**AIM A:** Print the stretch from "Although it is" through "and morning branches." in the passage on Victoria Jubilee Government High School, word for word.

**TEXT TO READ:**
* Start *
Victoria Jubilee Government High School (V.J. Government High School for short) is the oldest high school in Chuadanga district and one of the oldest schools in Bangladesh. The school was established at Chuadanga Sadar in 1880. Victoria Jubilee Government High School has a unique contribution and identity since pre-independence times. During the war of liberation the training of freedom fighters was given in the school. The school is located on the banks of river Mathabhanga in Chuadanga district. The school is divided into two shifts, morning and day. The school offers classes from third to tenth.

Although it is a boys' school only, it has both male and female teachers. The school has a head teacher and separate assistant head teachers and teachers for day and morning branches.

History 
The school was established in 1880 with the efforts of the late Abul Hossain Joarddar, a local zamindar. At the time of establishment, this school was named S. E. School Later this school was promoted to H.E. School. He donated seven acres of land. He is the founding headmaster of the school. There is a common saying in this regard: - "Abul Hossain Joarddar built a school in Chuadanga town from house to house to light the light of knowledge".  Mr. Manmathanath Gui became the headmaster of the school and played an important role in the development of the school. The school was named Victoria Jubilee High School on the occasion of the Silver Jubilee of the reign of the then Queen Victoria of England on 16 February 1887.
* End *
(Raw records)
* Start *
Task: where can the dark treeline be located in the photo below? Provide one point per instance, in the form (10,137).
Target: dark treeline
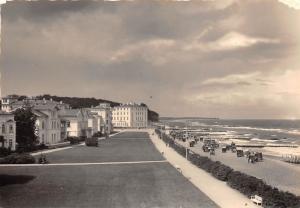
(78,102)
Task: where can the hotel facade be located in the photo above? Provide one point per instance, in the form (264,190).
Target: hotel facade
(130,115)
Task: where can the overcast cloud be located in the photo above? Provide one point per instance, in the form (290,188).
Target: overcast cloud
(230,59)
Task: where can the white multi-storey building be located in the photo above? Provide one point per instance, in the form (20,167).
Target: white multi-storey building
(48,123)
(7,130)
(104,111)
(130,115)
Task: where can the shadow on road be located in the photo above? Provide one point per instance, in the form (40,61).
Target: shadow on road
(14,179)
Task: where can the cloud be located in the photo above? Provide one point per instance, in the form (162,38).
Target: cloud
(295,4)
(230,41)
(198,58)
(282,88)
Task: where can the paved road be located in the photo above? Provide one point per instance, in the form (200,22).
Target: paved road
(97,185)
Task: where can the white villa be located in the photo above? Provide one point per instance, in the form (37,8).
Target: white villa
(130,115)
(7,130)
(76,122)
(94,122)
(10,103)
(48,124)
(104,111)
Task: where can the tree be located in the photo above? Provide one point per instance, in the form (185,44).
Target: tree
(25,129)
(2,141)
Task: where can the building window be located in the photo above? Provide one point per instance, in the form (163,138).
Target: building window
* End *
* Start *
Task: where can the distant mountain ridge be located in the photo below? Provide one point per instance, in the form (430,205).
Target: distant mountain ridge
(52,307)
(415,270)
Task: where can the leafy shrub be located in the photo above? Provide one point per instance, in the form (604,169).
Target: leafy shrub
* End *
**AIM B:** Scale the entries from the line containing "Task: where can the dark" through the line containing "Target: building window" by rewriting every one of those lines, requests included. Multiply each point coordinate in the answers by 2.45, rounding to whole numbers with halves rounded up, and leave the pictures out.

**WRITTEN RESPONSE A:**
Although it is a boys' school only, it has both male and female teachers. The school has a head teacher and separate assistant head teachers and teachers for day and morning branches.

**WRITTEN RESPONSE B:**
Task: where can the dark treeline be located in the photo below? Provide one point per instance, in the form (10,137).
Target: dark treeline
(191,250)
Task: where can the hotel facade be located in the photo above? Provide one point per instance, in the form (264,190).
Target: hotel facade
(319,282)
Task: where can the overcast cloud be located in the photo above? Provide one point per instance, in the form (290,188).
Target: overcast cloud
(564,145)
Task: where can the white multi-storey building be located in the photo above? Provide one point per instance, in the form (20,167).
Target: white multi-storey building
(118,301)
(17,319)
(255,272)
(319,282)
Task: where can the shadow on road be located in the photo above? Provide one point per instance, in the form (40,61).
Target: shadow on road
(34,439)
Task: where can the cloud be located in the photo above? Provide one point per instance, in the form (162,38).
Target: cloud
(723,10)
(564,100)
(485,142)
(691,216)
Task: where can the paved road be located in the photo above? Provide one point per instance, in the form (200,22).
Target: paved road
(238,453)
Task: where can the white villa be located in the photo above? Provide one point per instance, in the form (37,8).
Target: white villa
(319,282)
(17,319)
(186,299)
(230,299)
(25,252)
(118,304)
(255,272)
Task: where can the tree be located in the photo above? Provide one point per instance, in the form (185,44).
Target: tree
(61,316)
(5,345)
Task: where can the building window be located in the photo above? Provide one point per instance, in the form (163,138).
Target: building window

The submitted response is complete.